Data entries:

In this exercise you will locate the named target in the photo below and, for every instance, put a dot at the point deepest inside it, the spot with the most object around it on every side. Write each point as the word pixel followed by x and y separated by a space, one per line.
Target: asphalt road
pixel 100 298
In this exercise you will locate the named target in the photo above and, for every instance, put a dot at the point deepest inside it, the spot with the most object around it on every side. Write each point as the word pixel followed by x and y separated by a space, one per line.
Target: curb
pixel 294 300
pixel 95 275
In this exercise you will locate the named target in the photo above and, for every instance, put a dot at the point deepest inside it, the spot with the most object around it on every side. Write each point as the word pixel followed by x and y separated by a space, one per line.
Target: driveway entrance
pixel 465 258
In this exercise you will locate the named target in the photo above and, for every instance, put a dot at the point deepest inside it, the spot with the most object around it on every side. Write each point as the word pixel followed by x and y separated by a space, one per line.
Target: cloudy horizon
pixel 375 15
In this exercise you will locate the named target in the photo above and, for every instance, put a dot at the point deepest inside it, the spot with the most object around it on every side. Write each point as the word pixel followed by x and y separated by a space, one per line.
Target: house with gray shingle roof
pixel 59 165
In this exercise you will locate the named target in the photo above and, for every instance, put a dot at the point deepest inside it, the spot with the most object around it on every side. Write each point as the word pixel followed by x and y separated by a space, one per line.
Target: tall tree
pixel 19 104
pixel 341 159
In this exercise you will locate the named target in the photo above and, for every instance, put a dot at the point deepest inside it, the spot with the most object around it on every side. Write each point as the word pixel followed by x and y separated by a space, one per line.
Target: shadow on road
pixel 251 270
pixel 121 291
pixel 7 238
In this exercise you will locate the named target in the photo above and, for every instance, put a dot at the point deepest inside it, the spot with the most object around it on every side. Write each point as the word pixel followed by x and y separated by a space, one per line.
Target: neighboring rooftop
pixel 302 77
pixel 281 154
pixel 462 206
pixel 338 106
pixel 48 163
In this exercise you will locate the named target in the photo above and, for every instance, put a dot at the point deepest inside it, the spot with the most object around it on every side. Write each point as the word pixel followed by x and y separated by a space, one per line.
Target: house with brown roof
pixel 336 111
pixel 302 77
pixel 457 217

» The problem
After reading the data above, return it verbatim in full.

» Solution for this exercise
In this exercise you will locate the named target in the photo below and, for every instance, put a dot at the point deepest inside it, the spot with the most object around it on every side. Write each point as the word pixel followed by x and y separated by a space, one per line.
Target: asphalt road
pixel 100 298
In this exercise you will locate the named target in the photo above and, for every instance, put a dot at the point deepest inside it, the spot with the most object around it on every side. Write each point as the word pixel followed by x and y separated by a space, one per line.
Target: curb
pixel 294 300
pixel 95 275
In this exercise you will locate the named target in the photo above and, for every instance, put a dot at the point deepest inside it, the spot with the most object around it on every side. Write each point as the word pixel followed by x and y separated by a space, one per line.
Target: driveway entrance
pixel 465 258
In this exercise you will locate the named target in the photo above and, for every instance, put a dot at the point deepest inside it, the spot with the most object around it on every side. Write each point as the word pixel followed by x and y separated by a space, one per line.
Target: cloudy horizon
pixel 375 15
In this exercise you will locate the named target in the photo above and, for every instance, put a dot at the point deepest inside it, the spot with the most object around it on every side. Write each point as the word pixel followed by x and y separated by a space, one per line.
Target: house with gray shingle roof
pixel 59 165
In this exercise you will locate the named target in the photo above and, for every instance, put a dot at the point deepest inside it, the spot with the most object around it on every side. Write each point as the word pixel followed by x and y separated by a space, one per line.
Target: tall tree
pixel 19 104
pixel 341 159
In this exercise you will locate the named target in the photo above and, for every instance, put a dot at the point deepest inside it, the spot with the most object around it on every side. Write each point as the word pixel followed by x and y separated by a space, one per line.
Target: shadow on road
pixel 251 270
pixel 121 291
pixel 7 238
In this exercise you will locate the named target in the photo above and, for every instance, put a dot at the point deepest inside it, the spot with the most object around it on every side. Write each point as the word pixel followed by x and y separated by a space, one per line.
Target: neighboring rooftop
pixel 302 77
pixel 281 154
pixel 462 206
pixel 338 106
pixel 48 163
In this exercise you will locate the named target in the photo above and, for every instance, put a dot at the point deepest inside it, the spot with the most object around it on every side. Write each point as the word pixel followed by x and y separated by a space, one per line.
Target: house with brown roof
pixel 336 111
pixel 302 77
pixel 457 217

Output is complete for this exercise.